**Exercise objective**
Your response should consist of the data that follows, repeated in full without alteration.
◆ ◆ ◆ ◆
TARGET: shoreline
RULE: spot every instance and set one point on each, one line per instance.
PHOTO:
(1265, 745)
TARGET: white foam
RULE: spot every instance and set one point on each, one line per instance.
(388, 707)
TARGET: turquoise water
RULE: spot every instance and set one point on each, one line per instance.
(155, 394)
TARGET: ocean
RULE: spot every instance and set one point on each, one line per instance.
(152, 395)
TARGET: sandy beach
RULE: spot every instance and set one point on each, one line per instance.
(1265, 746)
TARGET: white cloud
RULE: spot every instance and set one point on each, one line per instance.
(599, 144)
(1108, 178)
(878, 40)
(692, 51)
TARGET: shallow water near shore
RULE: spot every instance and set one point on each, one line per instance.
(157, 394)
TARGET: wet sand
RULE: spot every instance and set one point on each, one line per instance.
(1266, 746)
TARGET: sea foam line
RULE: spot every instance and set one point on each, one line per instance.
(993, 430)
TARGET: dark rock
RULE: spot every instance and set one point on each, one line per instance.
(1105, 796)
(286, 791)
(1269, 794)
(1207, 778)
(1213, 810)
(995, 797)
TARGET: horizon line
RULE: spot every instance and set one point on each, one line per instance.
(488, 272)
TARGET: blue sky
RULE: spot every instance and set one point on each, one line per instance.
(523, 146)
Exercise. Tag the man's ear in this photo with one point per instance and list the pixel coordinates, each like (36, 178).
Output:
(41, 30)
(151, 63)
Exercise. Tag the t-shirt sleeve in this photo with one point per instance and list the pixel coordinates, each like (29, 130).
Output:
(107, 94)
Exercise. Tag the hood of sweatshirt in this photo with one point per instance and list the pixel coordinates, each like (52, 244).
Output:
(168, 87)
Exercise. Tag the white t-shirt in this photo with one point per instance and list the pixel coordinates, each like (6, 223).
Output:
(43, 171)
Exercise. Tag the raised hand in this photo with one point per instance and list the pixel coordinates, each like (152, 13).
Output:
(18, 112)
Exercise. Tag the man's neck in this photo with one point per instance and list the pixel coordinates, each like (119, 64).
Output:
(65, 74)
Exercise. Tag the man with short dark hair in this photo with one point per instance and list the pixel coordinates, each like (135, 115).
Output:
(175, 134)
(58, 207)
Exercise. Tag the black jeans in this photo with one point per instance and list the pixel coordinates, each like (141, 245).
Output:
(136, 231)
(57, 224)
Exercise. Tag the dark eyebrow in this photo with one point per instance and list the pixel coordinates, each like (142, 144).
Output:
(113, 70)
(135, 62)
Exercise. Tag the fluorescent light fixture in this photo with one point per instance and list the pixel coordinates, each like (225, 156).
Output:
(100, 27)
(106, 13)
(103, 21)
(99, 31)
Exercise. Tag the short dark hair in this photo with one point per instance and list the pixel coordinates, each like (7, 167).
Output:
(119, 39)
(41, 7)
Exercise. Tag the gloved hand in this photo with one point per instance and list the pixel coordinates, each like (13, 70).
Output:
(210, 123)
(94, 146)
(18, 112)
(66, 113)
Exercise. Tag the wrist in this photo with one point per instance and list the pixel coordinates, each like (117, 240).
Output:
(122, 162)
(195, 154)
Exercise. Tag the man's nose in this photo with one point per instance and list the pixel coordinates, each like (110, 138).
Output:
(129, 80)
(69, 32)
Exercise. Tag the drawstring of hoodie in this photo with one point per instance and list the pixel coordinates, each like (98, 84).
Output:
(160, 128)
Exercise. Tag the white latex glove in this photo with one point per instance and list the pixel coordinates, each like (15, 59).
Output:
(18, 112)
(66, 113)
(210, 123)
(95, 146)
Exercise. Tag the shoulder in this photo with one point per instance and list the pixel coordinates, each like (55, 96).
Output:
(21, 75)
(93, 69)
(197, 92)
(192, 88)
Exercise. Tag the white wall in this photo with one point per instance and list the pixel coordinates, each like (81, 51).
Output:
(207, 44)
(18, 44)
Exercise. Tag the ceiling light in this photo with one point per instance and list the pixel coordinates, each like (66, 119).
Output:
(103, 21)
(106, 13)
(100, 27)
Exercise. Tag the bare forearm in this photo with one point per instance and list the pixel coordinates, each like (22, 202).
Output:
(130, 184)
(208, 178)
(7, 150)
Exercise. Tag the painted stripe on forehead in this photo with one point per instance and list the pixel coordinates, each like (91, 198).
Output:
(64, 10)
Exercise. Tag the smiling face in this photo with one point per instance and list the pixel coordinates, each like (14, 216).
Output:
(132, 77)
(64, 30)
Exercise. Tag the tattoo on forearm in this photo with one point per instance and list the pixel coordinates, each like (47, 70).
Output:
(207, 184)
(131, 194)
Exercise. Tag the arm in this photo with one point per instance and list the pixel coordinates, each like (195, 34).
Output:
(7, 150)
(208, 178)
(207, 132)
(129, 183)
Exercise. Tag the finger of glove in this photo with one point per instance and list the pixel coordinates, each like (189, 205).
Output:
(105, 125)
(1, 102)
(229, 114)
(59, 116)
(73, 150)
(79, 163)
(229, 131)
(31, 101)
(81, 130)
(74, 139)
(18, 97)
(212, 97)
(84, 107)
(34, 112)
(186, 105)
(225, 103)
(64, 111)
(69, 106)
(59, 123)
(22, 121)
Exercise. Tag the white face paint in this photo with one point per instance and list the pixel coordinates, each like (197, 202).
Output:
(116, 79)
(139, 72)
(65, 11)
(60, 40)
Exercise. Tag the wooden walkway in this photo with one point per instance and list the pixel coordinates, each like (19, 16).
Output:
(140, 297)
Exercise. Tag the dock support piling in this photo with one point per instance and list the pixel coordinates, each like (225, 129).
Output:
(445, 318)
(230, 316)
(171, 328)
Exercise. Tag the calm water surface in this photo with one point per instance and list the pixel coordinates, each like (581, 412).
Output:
◆ ◆ ◆ ◆
**Answer to the problem**
TARGET: shoreline
RULE: spot every instance and set one point on each, one line per instance.
PHOTO:
(1265, 745)
TARGET: white foam
RULE: spot every instance and set one point on each, one line per instance.
(388, 707)
TARGET: turquoise water
RULE: spot every instance and set one point on each, one line per instance.
(155, 394)
TARGET: ocean
RULE: spot every instance and set one point on each, one line per instance.
(152, 395)
TARGET: sandy beach
RULE: spot every instance and set one point on each, one line per instance.
(1265, 746)
TARGET: white cloud
RULE: spot every instance and set one point on each, one line per instance.
(599, 144)
(1108, 178)
(878, 40)
(692, 51)
TARGET: shallow water near shore
RULE: spot every instance and set one point on each, one line per instance.
(157, 394)
TARGET: wet sand
RULE: spot every instance and set one point on each, one line per instance.
(1266, 746)
TARGET: sea foam line
RULE: spot every instance and set one point on each, one line per instance.
(993, 430)
TARGET: dark rock
RULE: spot every instance and set one point on each, one line per instance.
(1105, 796)
(286, 791)
(1269, 794)
(1207, 778)
(1213, 810)
(995, 797)
TARGET: horizon line
RULE: spot every instance and set one point on each, one line per instance.
(488, 272)
TARGET: blue sky
RULE: spot every instance and set one point on each, one line per instance.
(523, 146)
Exercise. Tag the man's ear in this photo with one point per instance and list the pixel coordinates, each like (36, 178).
Output:
(41, 30)
(151, 63)
Exercise. Tag the t-shirt sleeve in this photo with one point per instance and list the pixel coordinates, each like (29, 130).
Output:
(107, 94)
Exercise. Tag the hood of sweatshirt in this photo with one point per instance and list the pixel coordinates, each like (52, 244).
Output:
(168, 87)
Exercise. Tag the white t-shirt in this photo with one point per instance and list the pixel coordinates, each like (6, 223).
Output:
(43, 171)
Exercise. Tag the raised hand in this photo with one point per instance and list the pixel coordinates, each like (152, 13).
Output:
(18, 112)
Exercise. Tag the man's neck in this photo with one point per instance and list the pixel coordinates, each like (119, 64).
Output:
(65, 74)
Exercise. Tag the man with short dark hair in this photo with one point per instance and list the pixel coordinates, each like (135, 115).
Output:
(175, 134)
(58, 207)
Exercise. Tag the black jeans in this photo with one point per instance and list the pixel coordinates, each like (141, 245).
Output:
(136, 231)
(57, 224)
Exercise. Tag the dark eyebrow in this photo with one point per instance and list the pixel coordinates, each like (142, 144).
Output:
(113, 70)
(135, 62)
Exercise. Tag the fluorescent light fixture in this photo with one point per instance and list the pixel coordinates, each like (225, 156).
Output:
(100, 27)
(106, 13)
(103, 21)
(99, 31)
Exercise. Tag the short dark hair in this photo with one point per instance and list the pixel coordinates, each like (7, 167).
Output:
(119, 39)
(41, 7)
Exercise. Tag the gloved hand in this photo with one point per instance and list the pixel coordinates, each like (13, 70).
Output:
(210, 123)
(94, 146)
(18, 112)
(66, 113)
Exercise. Tag the wrist in this photo with one point per instance and list the pixel coordinates, each like (117, 240).
Output:
(122, 162)
(195, 154)
Exercise. Tag the man's nose in this photo with one point per instance and list the pixel coordinates, each like (110, 138).
Output:
(129, 80)
(69, 32)
Exercise. Tag the drawstring of hoodie in this photo with one point per instance and list the pixel coordinates, each like (98, 84).
Output:
(160, 128)
Exercise. Tag the white latex glove in this photo with one point per instance and list the pixel coordinates, each like (15, 59).
Output:
(18, 112)
(66, 113)
(210, 123)
(95, 146)
Exercise. Tag the shoulder in this photo with one point per instance and list the pixel coordinates, each like (55, 96).
Output:
(21, 75)
(93, 69)
(197, 92)
(192, 88)
Exercise. Tag the white wall in this photo with one point per instance and list the pixel coordinates, each like (81, 51).
Output:
(207, 44)
(18, 44)
Exercise. Tag the ceiling light in this photo with one point per instance and list the pixel coordinates, each like (66, 119).
Output:
(103, 21)
(106, 13)
(100, 27)
Exercise. Tag the bare forearm in this photo with one point per instance and list the pixel coordinates, each like (22, 202).
Output:
(130, 184)
(208, 178)
(7, 150)
Exercise. Tag the painted stripe on forehead in this photo with one point per instance and list the pixel coordinates, each like (91, 198).
Output:
(64, 10)
Exercise. Tag the smiling face in this photo with one point per instance and list the pixel coordinates, each like (14, 216).
Output:
(132, 77)
(64, 30)
Exercise. Tag the tattoo on forearm in this photo with one point per instance and list the pixel coordinates, each like (47, 70).
Output:
(207, 184)
(131, 194)
Exercise. Tag the arm in this photo with one point per instance and list the pixel coordinates, each like (195, 34).
Output:
(7, 150)
(208, 178)
(207, 132)
(129, 183)
Exercise. Tag the finger of glove in this photo with one point per instance and list the pixel coordinates, each like (189, 205).
Output:
(105, 125)
(1, 102)
(229, 114)
(59, 116)
(73, 150)
(79, 163)
(229, 131)
(31, 101)
(81, 130)
(74, 139)
(18, 97)
(212, 97)
(84, 107)
(34, 112)
(186, 105)
(225, 103)
(64, 111)
(69, 106)
(59, 123)
(22, 121)
Exercise. Tag the white face paint in this photo with one point per instance and list the pixel coordinates, each like (197, 202).
Output:
(116, 79)
(139, 72)
(65, 11)
(60, 40)
Exercise. Tag the wooden walkway in this photo with one point per instance and list the pixel coordinates, each like (19, 16).
Output:
(140, 297)
Exercise. Tag the dock support piling in this photo with one point per instance and list the pixel coordinates, each like (225, 129).
Output:
(445, 318)
(230, 316)
(171, 328)
Exercise. Tag the calm water surface in this photo with one point per instance and list the pixel coordinates, each like (581, 412).
Output:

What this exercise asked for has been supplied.